◆ **DATASET RECORDS**:
'''
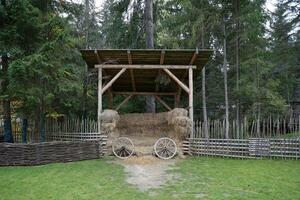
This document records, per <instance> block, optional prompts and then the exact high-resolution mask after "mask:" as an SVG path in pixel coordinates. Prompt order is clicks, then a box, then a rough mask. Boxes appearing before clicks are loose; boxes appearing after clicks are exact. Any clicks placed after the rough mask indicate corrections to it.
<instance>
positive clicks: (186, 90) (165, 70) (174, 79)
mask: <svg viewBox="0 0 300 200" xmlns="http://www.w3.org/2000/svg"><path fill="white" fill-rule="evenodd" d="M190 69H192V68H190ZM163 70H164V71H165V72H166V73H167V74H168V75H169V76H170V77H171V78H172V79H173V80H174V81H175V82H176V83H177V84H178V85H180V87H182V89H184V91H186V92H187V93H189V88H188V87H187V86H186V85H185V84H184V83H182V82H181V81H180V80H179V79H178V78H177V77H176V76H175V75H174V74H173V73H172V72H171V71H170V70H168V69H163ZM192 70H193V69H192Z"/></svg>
'''
'''
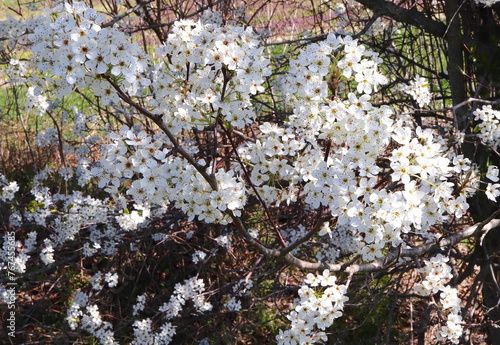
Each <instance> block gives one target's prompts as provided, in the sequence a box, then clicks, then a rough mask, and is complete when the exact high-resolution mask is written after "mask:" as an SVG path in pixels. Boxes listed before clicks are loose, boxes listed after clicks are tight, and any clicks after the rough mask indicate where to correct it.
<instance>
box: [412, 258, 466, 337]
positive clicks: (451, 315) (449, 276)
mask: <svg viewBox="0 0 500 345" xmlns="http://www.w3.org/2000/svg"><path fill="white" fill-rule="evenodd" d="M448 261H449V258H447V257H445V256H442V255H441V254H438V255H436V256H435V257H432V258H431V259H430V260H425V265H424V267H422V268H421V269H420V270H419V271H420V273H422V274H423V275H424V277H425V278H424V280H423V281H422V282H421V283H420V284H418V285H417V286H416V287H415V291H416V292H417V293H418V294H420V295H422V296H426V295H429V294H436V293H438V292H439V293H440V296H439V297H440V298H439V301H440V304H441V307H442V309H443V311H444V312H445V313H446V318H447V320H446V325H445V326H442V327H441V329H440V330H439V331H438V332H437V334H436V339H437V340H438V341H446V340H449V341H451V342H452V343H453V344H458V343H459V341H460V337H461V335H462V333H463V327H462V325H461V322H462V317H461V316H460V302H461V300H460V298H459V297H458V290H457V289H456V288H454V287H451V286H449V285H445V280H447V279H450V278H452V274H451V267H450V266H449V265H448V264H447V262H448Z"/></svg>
'''
◆ **TASK OBJECTIVE**: In the entries above, one line contains "Each <instance> block" and another contains "box: [412, 258, 466, 337]". Reproduce exactly those two lines and the lines between them, nothing else.

◆ **ANSWER TO THIS TASK**:
Each <instance> block gives one target's prompts as provided, in the sequence a box, then clicks, then a rough mask, and is complete when the exact high-resolution mask is written after "mask:" as an SVG path in pixels. Boxes listed before clicks are loose, boxes listed after clicks are tight, and any clicks after the rough mask indicate where to correct it.
<instance>
box: [412, 258, 466, 337]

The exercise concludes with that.